Given text

━━━

Drivers fil up their vehicle with gas in Newcastle, Ont. on April 1.Doug Ives/The Canadian Press
The carbon tax was the smartest, boldest idea to come out of Canadian governments in decades. Now it is dead, the victim of scaremongering, disinformation and political cowardice.
Good riddance, some will say. Taxing fuel at a time when Canadians are struggling with everyday costs was always a terrible idea. Couldn’t be helped, others will say. The tax was just too unpopular. Tactically astute, still others will insist. Left-leaning governments had to kill it to keep conservatives from marching into power on an axe-the-tax promise.
Excuses, excuses. It could have been helped. The tax was effective, sensible and equitable. This was good policy and trying to explain away its demise as inevitable won’t wash.
Just look at the pathetic attempt by British Columbia’s NDP Premier, David Eby.
Mr. Eby, remember, championed the tax for years, saying it was the best way for the province to fight the epic battle against climate change. As he told reporters this week: “I thought it was a good policy. I fought for the policy.” He was right to do so.
B.C. brought in the tax in 2008. Studies afterward showed that putting a price on carbon encouraged people and businesses to use less of it – without tanking the economy, as critics of the tax insisted it would. It was a pioneering effort, eventually emulated by the federal government under Justin Trudeau’s Liberals.
But when election time came around last fall in B.C., and the NDP faced defeat at the hands of the surging Conservatives, Mr. Eby went soft and vowed to, so to speak, axe the tax. Confirming the decision this week, he blamed, in turn, the Conservatives (for making the tax “toxic”), the Liberals (for raising the rate of the tax at the wrong time) and Donald Trump (for bringing in tariffs and making tax relief for British Columbians vital).
The avowedly green Premier of a supposedly green province put a stake through the heart of a gold-plated, highly successful, made-in-British Columbia environmental initiative. Apart from damaging his reputation. Mr. Eby has left his province’s treasury with a $2-billion hole just when it needs the money to deal with the fallout from tariffs.
Mark Carney’s disavowal of the tax has been every bit as cynical. He was a firm supporter of carbon pricing until he became Leader of the Liberals, as you would expect from an economist who knows the merits of using price signals instead of heavy-handed regulation to influence economic behaviour. He was the United Nations Special Envoy on Climate Action and Finance, for goodness sake.
Now he says it was a bust. On his first day in office he said he was doing away with it. Why? The devil made him do it. “Misinformation and lies” from Conservative Leader Pierre Poilievre had rendered the tax too “divisive” to save, he said.
Mr. Carney even has the gall to boast that he is giving motorists an 18-cent break on every litre of gas. A break, that is, from the tax the government led by his own party had been charging them.

━━━

What to do
In the carbon tax piece, what year did B.C. bring in the tax?

Free-form object descriptions:
━━━

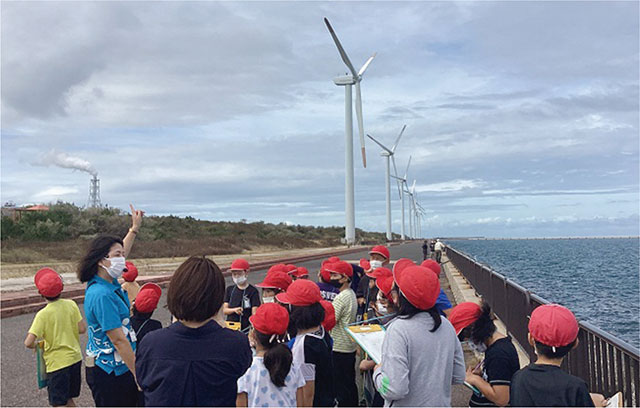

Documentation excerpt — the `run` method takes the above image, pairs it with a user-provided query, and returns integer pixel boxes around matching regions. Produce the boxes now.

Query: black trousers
[333,351,358,407]
[85,366,138,407]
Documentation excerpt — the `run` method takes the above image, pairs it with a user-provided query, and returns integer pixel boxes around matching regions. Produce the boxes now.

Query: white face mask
[232,276,247,286]
[100,256,127,279]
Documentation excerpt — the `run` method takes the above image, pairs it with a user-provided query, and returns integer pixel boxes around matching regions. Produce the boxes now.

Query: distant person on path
[122,261,140,304]
[449,302,520,407]
[373,260,465,407]
[433,239,444,263]
[325,261,358,407]
[24,268,87,407]
[276,279,335,407]
[422,239,429,261]
[223,259,260,330]
[78,206,144,407]
[236,303,306,407]
[510,304,606,407]
[136,256,251,406]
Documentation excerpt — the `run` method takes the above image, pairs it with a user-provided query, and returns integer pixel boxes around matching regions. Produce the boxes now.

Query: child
[24,268,87,407]
[449,302,520,407]
[122,261,140,306]
[223,259,260,330]
[131,283,162,343]
[236,303,306,407]
[256,270,292,304]
[276,279,335,407]
[511,304,605,407]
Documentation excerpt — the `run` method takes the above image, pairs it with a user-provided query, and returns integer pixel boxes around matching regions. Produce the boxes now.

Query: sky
[0,1,640,237]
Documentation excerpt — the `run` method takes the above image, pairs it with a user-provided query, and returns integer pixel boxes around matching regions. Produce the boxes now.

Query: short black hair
[535,340,576,359]
[289,302,324,330]
[167,256,225,322]
[77,234,124,282]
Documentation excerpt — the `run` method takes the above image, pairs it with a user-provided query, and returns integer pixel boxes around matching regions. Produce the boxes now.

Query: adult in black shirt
[224,285,260,330]
[511,364,594,407]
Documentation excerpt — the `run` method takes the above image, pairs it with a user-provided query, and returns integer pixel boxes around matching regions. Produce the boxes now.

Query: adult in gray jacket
[373,260,465,407]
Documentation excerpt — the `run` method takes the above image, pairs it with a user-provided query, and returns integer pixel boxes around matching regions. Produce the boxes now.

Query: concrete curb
[0,243,380,319]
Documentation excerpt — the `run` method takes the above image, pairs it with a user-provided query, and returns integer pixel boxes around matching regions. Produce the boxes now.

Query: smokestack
[87,173,102,208]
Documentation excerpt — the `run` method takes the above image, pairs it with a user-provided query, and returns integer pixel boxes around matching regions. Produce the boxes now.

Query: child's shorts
[47,361,82,406]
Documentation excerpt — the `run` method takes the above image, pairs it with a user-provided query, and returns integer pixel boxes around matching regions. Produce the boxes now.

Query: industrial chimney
[87,174,102,208]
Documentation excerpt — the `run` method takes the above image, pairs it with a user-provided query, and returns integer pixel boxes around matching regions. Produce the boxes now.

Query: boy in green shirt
[24,268,87,406]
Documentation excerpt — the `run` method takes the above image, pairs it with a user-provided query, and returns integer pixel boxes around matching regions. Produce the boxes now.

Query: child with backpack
[236,303,306,407]
[510,304,606,407]
[24,268,87,407]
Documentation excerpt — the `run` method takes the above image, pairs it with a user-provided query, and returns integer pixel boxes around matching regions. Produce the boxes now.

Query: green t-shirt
[29,299,82,373]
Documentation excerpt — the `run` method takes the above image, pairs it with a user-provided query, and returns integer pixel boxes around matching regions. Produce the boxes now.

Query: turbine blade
[391,125,407,152]
[367,133,392,153]
[356,81,367,168]
[358,52,377,76]
[324,17,358,80]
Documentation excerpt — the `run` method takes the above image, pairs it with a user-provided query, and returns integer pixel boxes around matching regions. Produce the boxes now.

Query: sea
[444,237,640,348]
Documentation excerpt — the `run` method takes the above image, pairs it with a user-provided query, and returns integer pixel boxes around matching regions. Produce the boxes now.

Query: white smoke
[34,150,98,176]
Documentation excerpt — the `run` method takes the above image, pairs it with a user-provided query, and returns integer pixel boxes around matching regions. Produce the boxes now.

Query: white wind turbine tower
[367,125,407,241]
[324,18,376,244]
[393,156,411,240]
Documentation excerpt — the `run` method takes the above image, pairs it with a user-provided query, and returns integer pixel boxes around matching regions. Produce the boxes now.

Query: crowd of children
[25,212,605,407]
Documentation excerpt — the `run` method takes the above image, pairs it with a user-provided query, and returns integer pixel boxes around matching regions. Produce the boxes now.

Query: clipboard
[346,324,385,364]
[36,340,49,389]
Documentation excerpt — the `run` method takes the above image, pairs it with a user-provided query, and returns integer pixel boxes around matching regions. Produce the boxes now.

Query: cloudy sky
[1,1,640,237]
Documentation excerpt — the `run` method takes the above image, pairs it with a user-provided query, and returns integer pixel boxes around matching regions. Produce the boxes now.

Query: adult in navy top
[78,206,143,407]
[136,257,252,406]
[136,320,252,407]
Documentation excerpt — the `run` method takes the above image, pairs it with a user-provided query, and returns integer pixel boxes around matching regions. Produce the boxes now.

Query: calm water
[446,238,640,348]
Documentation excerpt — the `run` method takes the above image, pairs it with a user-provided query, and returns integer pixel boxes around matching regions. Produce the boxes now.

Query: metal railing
[446,246,640,407]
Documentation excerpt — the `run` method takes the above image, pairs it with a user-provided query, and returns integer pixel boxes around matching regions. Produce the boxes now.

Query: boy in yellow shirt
[24,268,87,407]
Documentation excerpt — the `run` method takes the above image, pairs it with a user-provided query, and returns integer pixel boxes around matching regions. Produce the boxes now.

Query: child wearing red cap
[122,261,140,306]
[236,303,306,407]
[223,258,260,330]
[276,279,335,407]
[373,260,465,407]
[511,304,606,407]
[24,268,87,406]
[449,302,520,407]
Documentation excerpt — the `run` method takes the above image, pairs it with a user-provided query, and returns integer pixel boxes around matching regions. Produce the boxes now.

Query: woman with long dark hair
[373,260,465,406]
[78,206,143,407]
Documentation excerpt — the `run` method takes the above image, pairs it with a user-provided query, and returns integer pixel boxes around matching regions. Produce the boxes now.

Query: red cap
[449,302,482,335]
[135,282,162,313]
[33,268,64,297]
[376,271,394,300]
[320,300,336,331]
[276,279,322,306]
[420,259,442,277]
[396,265,440,310]
[325,261,353,278]
[369,245,391,259]
[249,303,289,335]
[122,261,138,282]
[292,266,309,278]
[393,258,416,282]
[529,304,580,347]
[229,258,249,271]
[367,267,393,279]
[256,271,292,290]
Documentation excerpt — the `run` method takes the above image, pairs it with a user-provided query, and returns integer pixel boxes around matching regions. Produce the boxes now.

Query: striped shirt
[331,288,358,353]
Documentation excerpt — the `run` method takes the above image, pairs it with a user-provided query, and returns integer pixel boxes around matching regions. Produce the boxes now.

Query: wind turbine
[367,125,407,241]
[324,18,376,244]
[393,156,411,240]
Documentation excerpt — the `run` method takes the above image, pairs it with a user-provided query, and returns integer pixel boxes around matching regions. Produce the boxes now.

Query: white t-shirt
[238,356,306,407]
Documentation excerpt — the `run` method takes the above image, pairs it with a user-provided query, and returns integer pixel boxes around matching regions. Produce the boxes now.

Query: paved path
[0,243,470,407]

━━━

Solution to this exercise
2008